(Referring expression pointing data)

- - - - - - -

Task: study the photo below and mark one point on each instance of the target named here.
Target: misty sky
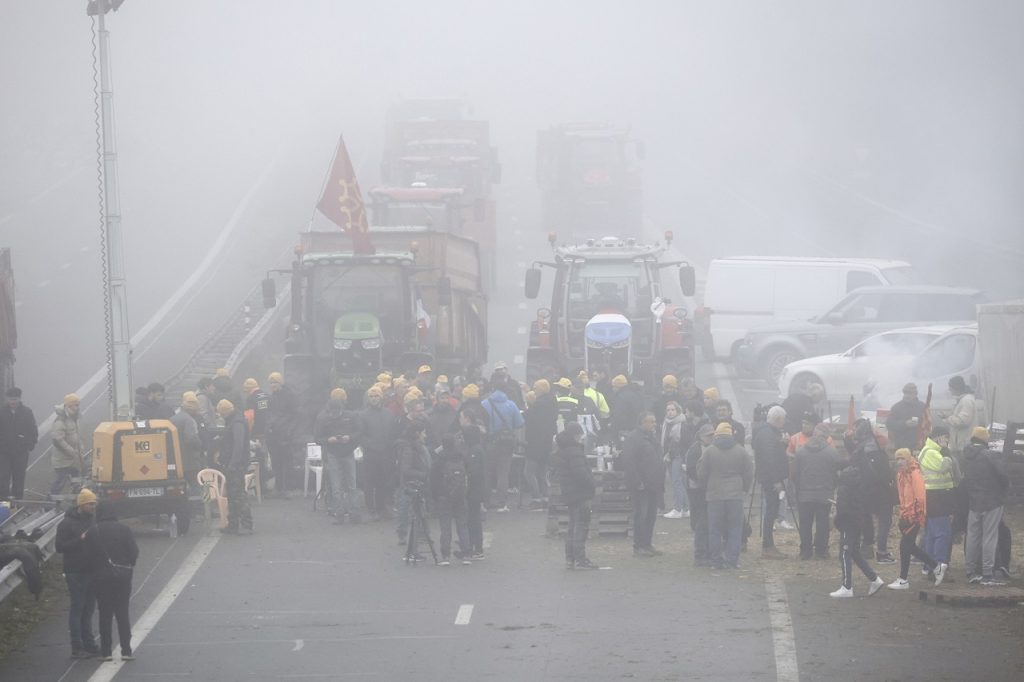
(837, 128)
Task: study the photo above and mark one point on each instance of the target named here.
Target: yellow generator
(136, 466)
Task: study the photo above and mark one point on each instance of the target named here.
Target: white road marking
(781, 631)
(464, 614)
(162, 603)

- - - - - - -

▶ What is being asked
What is needed is the data above, retyped exactly, with every picture left out.

▶ Response below
Task: study the photo below and mark one point on each instance of the target named here.
Target: misty sky
(837, 128)
Task: study the photo above and mark one point on each instance of the target named here.
Target: yellow generator
(136, 466)
Task: study the photo above and mark one point on each instance of the target named here.
Target: white road marking
(781, 631)
(464, 614)
(162, 603)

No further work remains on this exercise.